• **BRANO DEL TESTO**
Per una definizione Gilda della professionalità docente

Nel n° 8 di "La Nuova Secondaria" (15/04/2000) c’è un interessantissimo articolo dal titolo Gli incentivi prefordisti, che pone in discussione il modello organizzativo su cui si basa la scuola "nuova," che chiameremo per comodità berlingueriana, in particolare la sua identificazione di una "debole identità lavorativa," all’interno di una struttura piramidale peraltro superata e che, in ogni caso, non tiene conto dei presupposti di cui necessita un bene di tipo relazionale, come quello offerto dalla scuola.

Inserisco questo articolo nel Sito poiché esso può dare un significativo contributo ad una definizione Gilda della professionalità docente.

(Lo stesso numero di "La nuova Secondaria" contiene anche un articolo di Carla Xodo, dal significativo titolo E se la scuola rimanesse scuola, in cui l’autrice non esita a mettere sotto accusa l’impostazione aziendalistico-burocratica della nuova scuola).

La scuola non tratta beni posizionali, ma relazionali. I beni del primo tipo diminuiscono all’aumentare della fruizione generalizzata, non sono disponibili per tutti e perciò determinano disuguaglianza; hanno un tasso globale di crescita necessariamente uguale a zero: possono essere prodotti o fruiti anche su basi non volontarie, eccedenti le preferenze e la partecipazione soggettive; infine possono addirittura essere prodotti o fruiti senza comunicazione interpersonale, ma per comando o forza o atto burocratico. Si pensi ad esempio al potere o agli oggetti dello status symbol (diploma e lauree comprese, ovviamente) o al denaro circolante o ai prodotti del mercato.

La scuola, al contrario, quando è davvero tale, ha a che fare con la cultura e l’educazione che sono al massimo livello beni relazionali. Questi sono l’esatto contrario dei primi: più sono consumati e divisi dalle persone, più aumentano: hanno un tasso di sviluppo asintotico; sono disponibili per tutti e creano, quindi, uguaglianza; non possono essere prodotti o consumati se non su basi volontarie, con la partecipazione degli attori coinvolti, quella sostanziale e non quella formale-burocratica; hanno bisogno a tal punto di un comune sfondo di senso e di una continua comunicazione tra gli attori, da non esistere senza queste due condizioni. I beni relazionali creano quindi fiducia, solidarietà, reciprocità, cooperazione, collaborazione, rapporto di partnership.

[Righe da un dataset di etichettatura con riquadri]

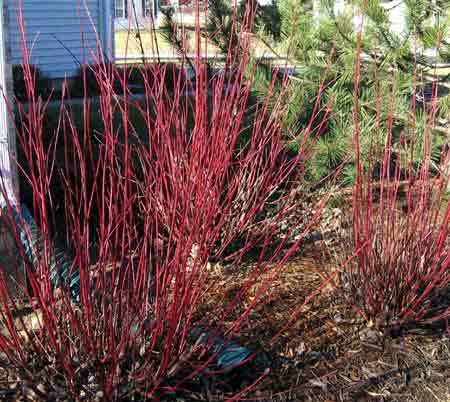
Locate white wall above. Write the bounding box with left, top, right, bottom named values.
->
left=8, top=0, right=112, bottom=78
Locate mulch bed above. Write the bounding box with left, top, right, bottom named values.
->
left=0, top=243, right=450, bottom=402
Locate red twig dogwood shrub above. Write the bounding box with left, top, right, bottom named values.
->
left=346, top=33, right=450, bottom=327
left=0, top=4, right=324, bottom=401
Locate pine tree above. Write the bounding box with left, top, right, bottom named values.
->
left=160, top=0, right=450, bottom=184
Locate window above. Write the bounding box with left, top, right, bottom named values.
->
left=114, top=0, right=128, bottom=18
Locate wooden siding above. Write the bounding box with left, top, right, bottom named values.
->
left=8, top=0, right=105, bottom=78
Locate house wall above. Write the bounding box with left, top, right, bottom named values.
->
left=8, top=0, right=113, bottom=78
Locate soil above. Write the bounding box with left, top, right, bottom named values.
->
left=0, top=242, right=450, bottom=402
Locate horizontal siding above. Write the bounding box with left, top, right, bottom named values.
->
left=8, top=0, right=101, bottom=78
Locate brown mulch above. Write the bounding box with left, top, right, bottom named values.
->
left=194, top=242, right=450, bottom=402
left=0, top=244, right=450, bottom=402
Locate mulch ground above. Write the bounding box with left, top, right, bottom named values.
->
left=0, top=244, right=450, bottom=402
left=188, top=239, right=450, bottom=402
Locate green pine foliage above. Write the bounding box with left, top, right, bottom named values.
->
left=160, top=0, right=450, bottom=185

• **OBIETTIVO**
Riporta parola per parola il tratto del brano sulla professionalità docente che va da "Per una definizione" fino a "offerto dalla scuola.". Il materiale qui sopra non è necessario.

• **RISPOSTA**
Per una definizione Gilda della professionalità docente

Nel n° 8 di "La Nuova Secondaria" (15/04/2000) c’è un interessantissimo articolo dal titolo Gli incentivi prefordisti, che pone in discussione il modello organizzativo su cui si basa la scuola "nuova," che chiameremo per comodità berlingueriana, in particolare la sua identificazione di una "debole identità lavorativa," all’interno di una struttura piramidale peraltro superata e che, in ogni caso, non tiene conto dei presupposti di cui necessita un bene di tipo relazionale, come quello offerto dalla scuola.